Point-per-instance localization data
* * *

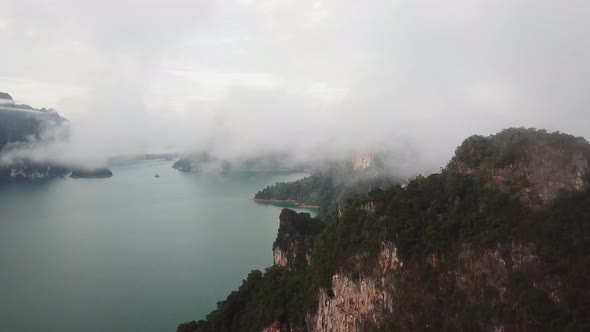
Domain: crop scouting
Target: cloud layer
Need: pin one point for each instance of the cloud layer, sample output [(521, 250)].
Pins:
[(313, 77)]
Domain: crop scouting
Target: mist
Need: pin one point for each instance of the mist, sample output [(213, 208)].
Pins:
[(315, 79)]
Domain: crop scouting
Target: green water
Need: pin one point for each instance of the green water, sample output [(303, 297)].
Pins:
[(132, 252)]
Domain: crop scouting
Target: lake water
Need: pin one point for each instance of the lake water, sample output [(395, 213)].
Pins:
[(132, 252)]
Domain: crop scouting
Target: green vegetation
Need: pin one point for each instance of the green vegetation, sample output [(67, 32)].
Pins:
[(328, 188), (277, 295), (437, 216), (296, 236), (515, 145)]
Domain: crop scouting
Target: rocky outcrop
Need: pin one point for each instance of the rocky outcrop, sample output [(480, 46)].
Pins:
[(351, 305), (364, 160), (292, 248), (22, 126), (6, 99), (533, 164)]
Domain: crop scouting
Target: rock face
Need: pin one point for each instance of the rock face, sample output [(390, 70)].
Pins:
[(536, 165), (22, 126), (292, 248), (495, 242), (6, 99), (363, 161), (352, 305)]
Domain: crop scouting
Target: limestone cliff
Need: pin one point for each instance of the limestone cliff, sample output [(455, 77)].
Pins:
[(535, 165), (498, 241), (23, 126), (292, 248)]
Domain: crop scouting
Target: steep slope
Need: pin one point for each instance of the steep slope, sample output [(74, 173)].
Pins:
[(23, 124), (498, 241)]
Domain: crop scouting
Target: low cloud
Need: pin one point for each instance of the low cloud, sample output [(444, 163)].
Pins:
[(316, 78)]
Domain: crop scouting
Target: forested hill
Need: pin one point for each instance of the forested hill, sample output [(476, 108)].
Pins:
[(488, 244), (330, 186), (20, 124)]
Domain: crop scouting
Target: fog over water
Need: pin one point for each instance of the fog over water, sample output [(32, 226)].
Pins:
[(314, 77)]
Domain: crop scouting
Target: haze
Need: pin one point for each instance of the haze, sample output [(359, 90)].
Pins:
[(311, 77)]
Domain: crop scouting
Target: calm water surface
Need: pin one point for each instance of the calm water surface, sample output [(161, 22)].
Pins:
[(132, 252)]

* * *

The reply is to be all the records above, transcribed exactly, with no pictures.

# TASK RESPONSE
Domain: crop scouting
Target: cloud layer
Need: pin one point for each instance of the cloud layer, sample output [(521, 250)].
Pins:
[(313, 77)]
Domain: crop scouting
Target: mist
Need: pin one point for each instance of the mist, sample output [(213, 208)].
Pins:
[(315, 79)]
Domain: crop scouting
Target: green water
Need: pin one point for each instance of the green water, sample output [(303, 297)].
Pins:
[(132, 252)]
Domain: crop scouting
Target: lake water
Need: pin one point for each instance of the lake water, sample output [(395, 213)].
Pins:
[(132, 252)]
Domain: crop scouting
Target: green vegetation
Need: pin one point for each instance of the green vegetation, sample output [(67, 32)].
Pins:
[(328, 188), (277, 295), (437, 216), (296, 236), (515, 145)]
Domain: crop scouting
Target: rocky outcrop
Need: pin one point for each instance of the rocky outcrop, sample output [(480, 46)].
Pins:
[(351, 305), (364, 160), (292, 248), (22, 126), (6, 99), (533, 164)]
Domain: crop scouting
Target: rock face
Need: pin one point for each instance of the rock face, sample output [(390, 70)].
Pins:
[(536, 165), (22, 126), (292, 248), (495, 242), (6, 99), (363, 161), (352, 305)]
Domain: crop scouting
Target: limestone cliff
Need: pin one point for each instance of the limestone cliff, sample output [(455, 77)].
Pins:
[(535, 165), (498, 241), (23, 126), (292, 248)]
Domain: crop scouting
Target: steep slope
Need: pin one point for each instance of the steep slope, sample output [(74, 173)].
Pins:
[(23, 124), (498, 241)]
Domain: crop scouting
Target: low cloud
Need: pin one point for each instance of the low cloud, sample output [(444, 163)].
Pins:
[(316, 78)]
Domain: crop scouting
Target: forested hill
Need: pin one point for each instance of the forested hill, sample output [(476, 108)].
Pins:
[(488, 244), (330, 186), (20, 124)]
Domain: crop scouting
Target: fog over water
Need: pin one point for each instance of the fog over water, sample output [(32, 226)].
Pins:
[(314, 77)]
Domain: crop scouting
Target: haze
Need: pin one point for each instance of the haze, sample output [(359, 90)].
Pins:
[(311, 77)]
Domain: crop scouting
Target: calm water surface
Need: pin one point for each instance of the calm water surface, sample output [(161, 22)].
Pins:
[(132, 252)]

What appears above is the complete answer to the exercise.